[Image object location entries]
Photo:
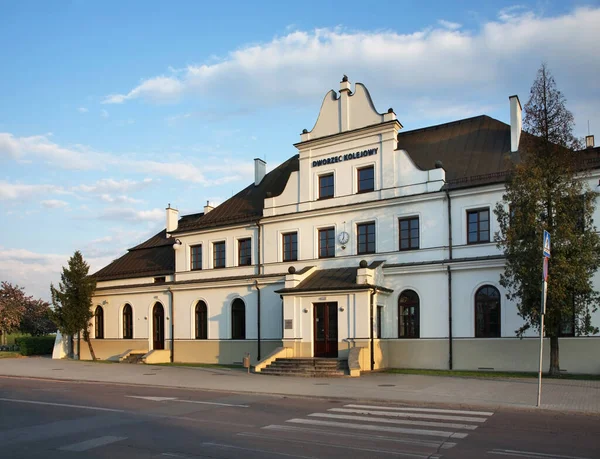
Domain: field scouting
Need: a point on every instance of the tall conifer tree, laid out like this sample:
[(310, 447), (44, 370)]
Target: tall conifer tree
[(73, 300), (547, 191)]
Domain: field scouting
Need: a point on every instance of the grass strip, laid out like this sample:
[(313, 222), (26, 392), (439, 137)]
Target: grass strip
[(489, 374)]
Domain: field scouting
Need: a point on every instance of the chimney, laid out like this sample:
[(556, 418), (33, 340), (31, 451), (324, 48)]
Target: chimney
[(260, 169), (172, 218), (589, 141), (345, 94), (516, 123)]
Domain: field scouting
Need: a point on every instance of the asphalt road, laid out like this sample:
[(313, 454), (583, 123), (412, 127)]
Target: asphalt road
[(47, 419)]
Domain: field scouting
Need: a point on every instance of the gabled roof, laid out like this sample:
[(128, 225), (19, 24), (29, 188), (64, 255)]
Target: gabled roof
[(247, 205), (154, 257), (332, 279)]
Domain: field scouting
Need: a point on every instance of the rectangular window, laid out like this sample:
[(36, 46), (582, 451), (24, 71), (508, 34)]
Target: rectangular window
[(366, 179), (244, 252), (326, 186), (379, 316), (327, 243), (478, 226), (196, 257), (290, 247), (366, 237), (219, 254), (409, 233)]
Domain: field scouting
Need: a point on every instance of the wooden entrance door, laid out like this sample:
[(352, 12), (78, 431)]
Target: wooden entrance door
[(158, 326), (325, 326)]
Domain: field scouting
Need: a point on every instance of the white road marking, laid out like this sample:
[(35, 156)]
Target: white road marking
[(65, 405), (212, 403), (348, 425), (93, 443), (409, 415), (423, 410), (355, 435), (394, 421), (252, 450), (331, 445), (531, 454), (175, 399)]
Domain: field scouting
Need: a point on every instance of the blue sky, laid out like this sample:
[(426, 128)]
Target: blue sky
[(111, 110)]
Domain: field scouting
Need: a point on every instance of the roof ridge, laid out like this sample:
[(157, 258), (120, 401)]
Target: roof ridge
[(449, 123)]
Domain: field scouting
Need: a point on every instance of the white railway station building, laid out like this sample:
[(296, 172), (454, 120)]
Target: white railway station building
[(369, 238)]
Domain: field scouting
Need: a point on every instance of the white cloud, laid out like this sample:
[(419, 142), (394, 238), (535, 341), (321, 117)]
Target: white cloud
[(119, 199), (110, 185), (41, 147), (35, 271), (438, 59), (159, 89), (132, 215), (449, 25), (9, 191), (54, 204), (80, 157)]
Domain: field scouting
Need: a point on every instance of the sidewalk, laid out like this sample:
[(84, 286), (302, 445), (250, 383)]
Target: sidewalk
[(561, 395)]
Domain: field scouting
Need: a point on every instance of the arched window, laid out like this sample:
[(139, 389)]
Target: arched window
[(408, 314), (238, 319), (487, 312), (201, 320), (127, 322), (99, 323)]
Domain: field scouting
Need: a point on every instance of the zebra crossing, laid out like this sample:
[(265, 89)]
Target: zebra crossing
[(377, 431)]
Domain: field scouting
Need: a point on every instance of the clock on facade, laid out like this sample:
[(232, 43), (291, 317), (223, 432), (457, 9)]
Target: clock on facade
[(343, 237)]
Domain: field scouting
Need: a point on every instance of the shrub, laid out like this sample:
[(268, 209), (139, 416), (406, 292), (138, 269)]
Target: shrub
[(36, 345)]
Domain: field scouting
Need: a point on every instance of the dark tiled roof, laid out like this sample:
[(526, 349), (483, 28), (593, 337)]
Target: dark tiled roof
[(473, 147), (330, 279), (247, 205), (154, 257)]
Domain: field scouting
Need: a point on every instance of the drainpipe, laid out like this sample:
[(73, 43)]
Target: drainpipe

■ SHORT PROBLEM ■
Please rewrite everything from the start of the material down to the line containing "[(369, 238)]", both ends included and requests kept, with only the answer coordinates rescaled by 2.45 and rounded to whole numbers, halves up, while the requests and their format samples stay unchanged. Give nothing beyond that stretch, and leave the pictures out.

■ SOLUTION FOR THIS PROBLEM ■
Photo:
Domain: field scouting
Need: a point on every instance of the tall conifer tree, laid out like this sample:
[(310, 447), (44, 370)]
Target: tall conifer tree
[(179, 735), (1340, 468)]
Domain: field scouting
Need: a point on every instance of the grass strip, laid out like this sample:
[(313, 222), (26, 392), (439, 137)]
Target: grass strip
[(1198, 916)]
Domain: field scouting
Need: a point on every instance of the chimney, laid out like this sample:
[(556, 418), (33, 340), (31, 451), (324, 48)]
Target: chimney
[(637, 414), (421, 534), (1443, 345), (845, 230), (1264, 301)]
Domain: field scouting
Need: a point on every instance of the asphalt road, laid out like this sample:
[(313, 454), (583, 123), (412, 127)]
Target: asphalt road
[(115, 1027)]
Domain: field scouting
Need: a point on every instance of the gabled roof, laid out like this sample:
[(128, 225), (19, 24), (29, 188), (64, 255)]
Target: gabled roof
[(605, 502), (377, 630), (813, 684)]
Domain: field scouting
Need: a point on every instance of the rectangular window, laid out like this sample:
[(36, 46), (582, 451), (24, 71), (508, 34)]
Target: rectangular window
[(897, 439), (598, 617), (799, 456), (929, 774), (801, 595), (1171, 554), (480, 630), (711, 605), (897, 581), (537, 622), (1002, 571)]
Domain: field scouting
Need: a point on every instance of the wooden entrance door, laid out like this sample:
[(352, 12), (78, 431)]
Target: wooden entrance door
[(387, 799), (796, 799)]
Domain: field scouting
Need: a point on every instance of the white road marking, laid out like this sample:
[(35, 156)]
Target: white road marking
[(159, 992), (519, 987), (853, 1041), (228, 1085), (1002, 1017), (1036, 1005), (870, 1066), (965, 1031), (617, 1103), (811, 1090), (1301, 1112), (429, 978)]
Domain: field scouting
Need: a point on every instance of the blue sky, laid out like this sample:
[(426, 128)]
Target: blue sky
[(272, 270)]
Domain: field scouting
Need: a point on every instance of the roof ridge, laid out like this sample:
[(157, 258), (120, 401)]
Target: roof ridge
[(1100, 301)]
Domain: field scouting
Need: a point on every instance of the white railway station building, laid out like this sample:
[(296, 172), (454, 120)]
Target: white railway station building
[(904, 583)]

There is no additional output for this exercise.